• OBJECTIVES:
• A. From the mailing-list post on mass copying, reproduce verbatim the stretch from "[kde-linux] mass copying" through "directory, en masse.".
• B. Answer these questions from the mailing-list post on mass copying:
(i) Which file manager does the reply assume is being used?
(ii) In which Windows versions does Doug doubt that the group copy is possible?
(iii) On what date and at what time (UTC) was Duncan's post sent?
• C. List every numbered method that the mailing-list post on mass copying gives for copying or moving selected files in Dolphin.

• SOURCE EXCERPT:
--- Begin ---
[kde-linux] mass copying
Duncan
1i5t5.duncan at cox.net
Thu Aug 15 18:31:22 UTC 2013
Kevin Krammer posted on Thu, 15 Aug 2013 19:19:11 +0200 as excerpted:
> On Thursday, 2013-08-15, Doug wrote:
>> In Windows 95 (and I think in Win 98) you could open a window on a
>> directory, open a window on another directory, and using the mouse,
>> highlight a series of files in the first directory. Then you could
>> *copy* that whole group of files to the second directory, en masse.
>> Or, I think you could decide to *move* them, en masse.
>>
>> I don't think you can do that in Windows 7 or 8, but I'm not sure.
>> Anyway:
>>
>> I have not discovered any way to do that in KDE or using any Linux app.
>> Can it be done, and if so, how? It's a royal PITA to copy or move
>> files one-by-one to another directory.
>
> This is strange, that has been available for more than a decade in
> basically all UI file managers.
>
> Lets assume using Dolphin.
>
> Select files to copy move in one window, then
> 1) drag to second window
> 2) edit->copy (cut for move) in first window, edit ->paste in second
> 3) right click -> copy (cut), right click -> paste
> 4) CTRL+C (+X), CTRL+V
> or any combination of the last three.
>
> Works on local file systems and remotely (FTP, SFTP, WebDav, etc).
--- End ---
• RECORDED DATA:
--- Begin ---
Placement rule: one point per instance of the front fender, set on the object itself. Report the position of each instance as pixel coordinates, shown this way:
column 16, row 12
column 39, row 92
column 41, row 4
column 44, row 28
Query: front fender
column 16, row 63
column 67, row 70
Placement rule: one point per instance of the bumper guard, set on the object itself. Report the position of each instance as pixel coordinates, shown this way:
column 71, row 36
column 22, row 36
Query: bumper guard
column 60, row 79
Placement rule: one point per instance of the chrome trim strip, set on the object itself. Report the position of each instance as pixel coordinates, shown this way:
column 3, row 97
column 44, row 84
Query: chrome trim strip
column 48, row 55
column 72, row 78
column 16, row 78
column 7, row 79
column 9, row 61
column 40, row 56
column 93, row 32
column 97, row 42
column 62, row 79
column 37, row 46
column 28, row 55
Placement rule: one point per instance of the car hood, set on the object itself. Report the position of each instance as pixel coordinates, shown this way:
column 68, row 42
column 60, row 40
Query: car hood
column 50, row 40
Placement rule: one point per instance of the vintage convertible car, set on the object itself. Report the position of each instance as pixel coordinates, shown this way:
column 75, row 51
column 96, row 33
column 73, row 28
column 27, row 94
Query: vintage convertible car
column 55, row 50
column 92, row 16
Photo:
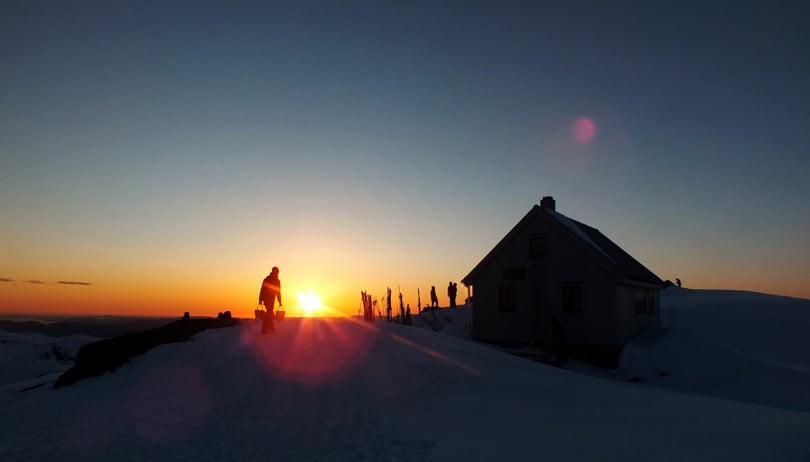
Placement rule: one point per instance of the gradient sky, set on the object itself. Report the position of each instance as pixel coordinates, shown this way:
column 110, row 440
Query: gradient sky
column 167, row 154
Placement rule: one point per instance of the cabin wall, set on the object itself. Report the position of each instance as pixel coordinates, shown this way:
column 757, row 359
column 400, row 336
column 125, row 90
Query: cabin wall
column 539, row 295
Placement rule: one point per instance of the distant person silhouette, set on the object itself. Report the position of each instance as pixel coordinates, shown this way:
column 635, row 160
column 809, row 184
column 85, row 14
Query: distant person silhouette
column 271, row 289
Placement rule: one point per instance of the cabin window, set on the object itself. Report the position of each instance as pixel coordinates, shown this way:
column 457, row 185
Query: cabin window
column 644, row 301
column 572, row 298
column 538, row 245
column 639, row 303
column 514, row 274
column 507, row 299
column 650, row 301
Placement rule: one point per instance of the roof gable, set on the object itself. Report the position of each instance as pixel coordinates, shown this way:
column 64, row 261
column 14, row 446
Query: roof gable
column 604, row 248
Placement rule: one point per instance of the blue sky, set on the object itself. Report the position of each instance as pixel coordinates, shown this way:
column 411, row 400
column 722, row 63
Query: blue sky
column 398, row 142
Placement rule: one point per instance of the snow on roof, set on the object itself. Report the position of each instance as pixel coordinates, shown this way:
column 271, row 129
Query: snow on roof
column 571, row 224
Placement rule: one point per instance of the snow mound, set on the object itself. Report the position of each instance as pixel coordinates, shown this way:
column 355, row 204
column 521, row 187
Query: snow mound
column 337, row 389
column 736, row 345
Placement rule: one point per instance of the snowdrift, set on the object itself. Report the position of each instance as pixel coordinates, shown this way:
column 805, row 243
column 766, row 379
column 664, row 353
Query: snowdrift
column 337, row 389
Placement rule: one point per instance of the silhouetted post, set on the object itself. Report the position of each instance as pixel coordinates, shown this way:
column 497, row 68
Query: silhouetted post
column 401, row 306
column 388, row 303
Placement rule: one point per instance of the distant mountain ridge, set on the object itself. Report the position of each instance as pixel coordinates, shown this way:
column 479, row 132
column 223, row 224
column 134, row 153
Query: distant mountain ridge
column 107, row 326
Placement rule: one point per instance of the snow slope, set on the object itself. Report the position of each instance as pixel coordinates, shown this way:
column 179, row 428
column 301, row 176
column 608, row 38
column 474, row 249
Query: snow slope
column 737, row 345
column 337, row 389
column 31, row 360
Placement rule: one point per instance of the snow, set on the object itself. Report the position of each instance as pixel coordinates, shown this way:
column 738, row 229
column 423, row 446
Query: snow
column 343, row 390
column 569, row 223
column 737, row 345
--- End ---
• RESULTS OF THE TASKS:
• A.
[kde-linux] mass copying
Duncan
1i5t5.duncan at cox.net
Thu Aug 15 18:31:22 UTC 2013
Kevin Krammer posted on Thu, 15 Aug 2013 19:19:11 +0200 as excerpted:
> On Thursday, 2013-08-15, Doug wrote:
>> In Windows 95 (and I think in Win 98) you could open a window on a
>> directory, open a window on another directory, and using the mouse,
>> highlight a series of files in the first directory. Then you could
>> *copy* that whole group of files to the second directory, en masse.

• B.
(i) Dolphin
(ii) Windows 7 or 8
(iii) Thu Aug 15 18:31:22 UTC 2013

• C.
1) drag to second window
2) edit->copy (cut for move) in first window, edit ->paste in second
3) right click -> copy (cut), right click -> paste
4) CTRL+C (+X), CTRL+V